--- What the task requires ---
Reproduce the data below verbatim from the line containing "Could you locate the midriff" through its final line, and produce nothing more.

--- Dataset entries ---
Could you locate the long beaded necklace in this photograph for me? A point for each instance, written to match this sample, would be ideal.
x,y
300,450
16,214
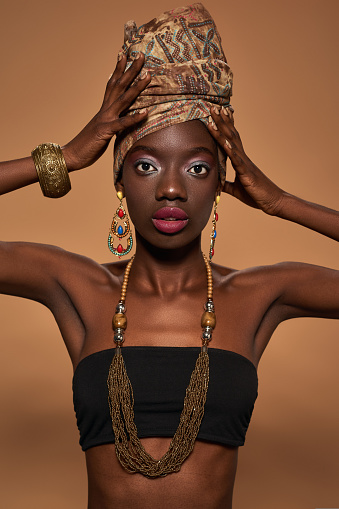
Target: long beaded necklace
x,y
130,452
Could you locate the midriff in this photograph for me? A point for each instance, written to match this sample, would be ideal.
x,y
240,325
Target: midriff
x,y
206,479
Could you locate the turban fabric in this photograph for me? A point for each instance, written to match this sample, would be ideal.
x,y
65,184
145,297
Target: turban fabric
x,y
184,56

--- Result of the task ---
Could you locate the midriff in this photograph for me? A point for each instance, written to match this sample, would be ideal.
x,y
240,325
Target: midriff
x,y
206,479
Could you locate the turban fabric in this photograph for me? A point for each instance, written to match this sample, would be ideal.
x,y
65,184
145,297
Target: turban fabric
x,y
184,56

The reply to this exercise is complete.